[Start Extract provided]

A couple of things to watch for in some of the solutions posted previously.
I noticed an "RLF       W"  instruction that looks like it should rotate the WREG
left 1 bit
You can do this on the 16-bit core parts, but WREG is not an addressable
register on the 12 and 14-bit core parts.

In another solution byte2 was rotated left three bits to align it at the
MSB.  Only thing to watch out for here is what value you are rotating into
byte2 in the carry.  This depends on if you really need byte2 to turn out
as in your example.

[End Extract provided]
[Start Given information]

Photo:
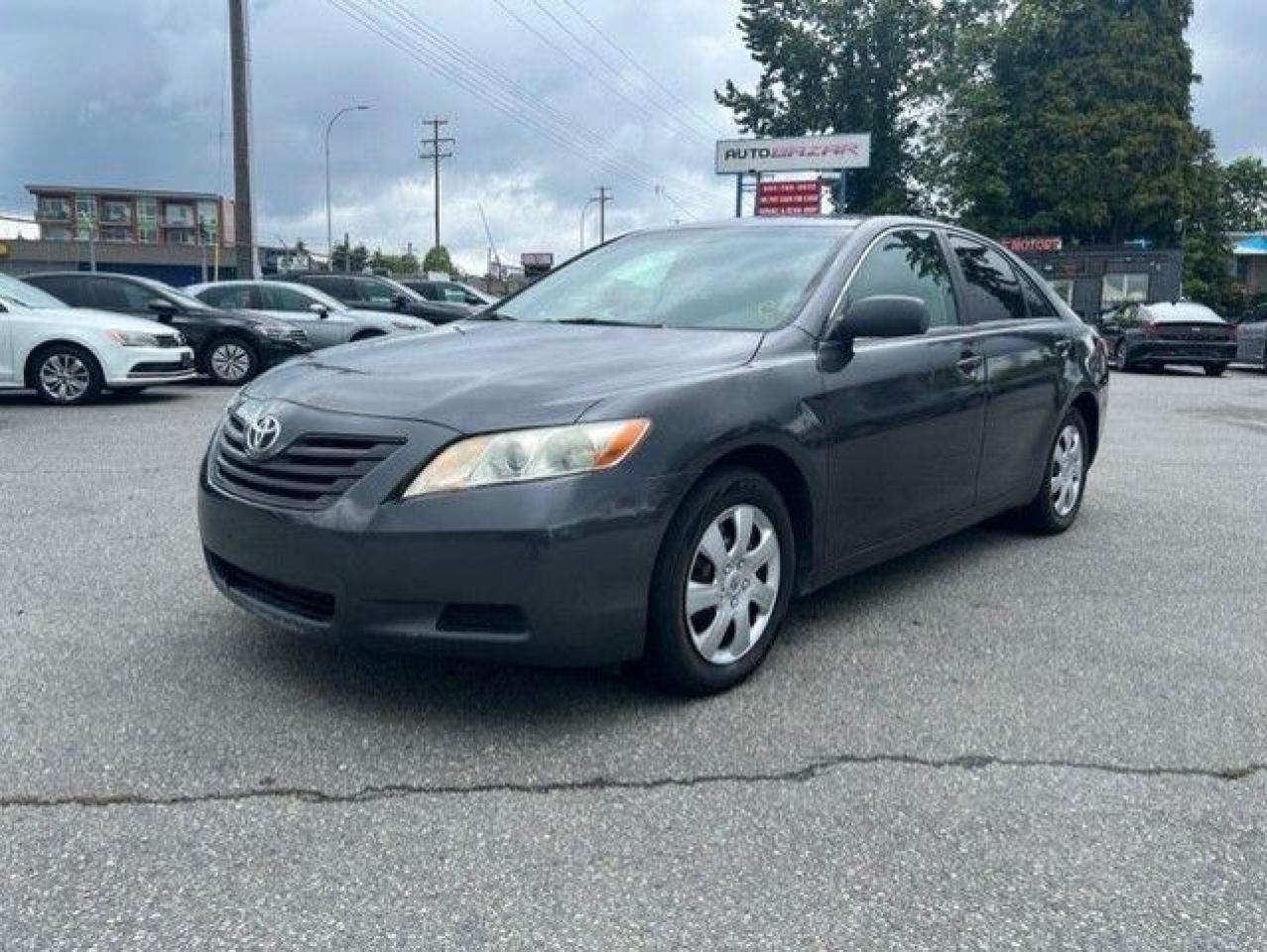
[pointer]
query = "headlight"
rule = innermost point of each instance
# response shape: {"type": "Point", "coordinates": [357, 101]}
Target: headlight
{"type": "Point", "coordinates": [529, 454]}
{"type": "Point", "coordinates": [132, 338]}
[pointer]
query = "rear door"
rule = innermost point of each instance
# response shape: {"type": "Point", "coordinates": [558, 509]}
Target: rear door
{"type": "Point", "coordinates": [906, 415]}
{"type": "Point", "coordinates": [1025, 343]}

[End Given information]

→ Given problem 1:
Answer these questions from the forum post on rotating bits:
(a) Which instruction did the writer notice that looks like it should rotate WREG left 1 bit?
(b) On which core parts is WREG not an addressable register?
(c) How many bits was byte2 rotated left in another solution?
→ Given problem 2: Retype the part of the forum post on rotating bits that runs from "A couple of" down to "in your example.".

→ Problem solution 1:
(a) RLF W
(b) The 12 and 14-bit core parts
(c) Three bits

→ Problem solution 2:
A couple of things to watch for in some of the solutions posted previously.
I noticed an "RLF       W"  instruction that looks like it should rotate the WREG
left 1 bit
You can do this on the 16-bit core parts, but WREG is not an addressable
register on the 12 and 14-bit core parts.

In another solution byte2 was rotated left three bits to align it at the
MSB.  Only thing to watch out for here is what value you are rotating into
byte2 in the carry.  This depends on if you really need byte2 to turn out
as in your example.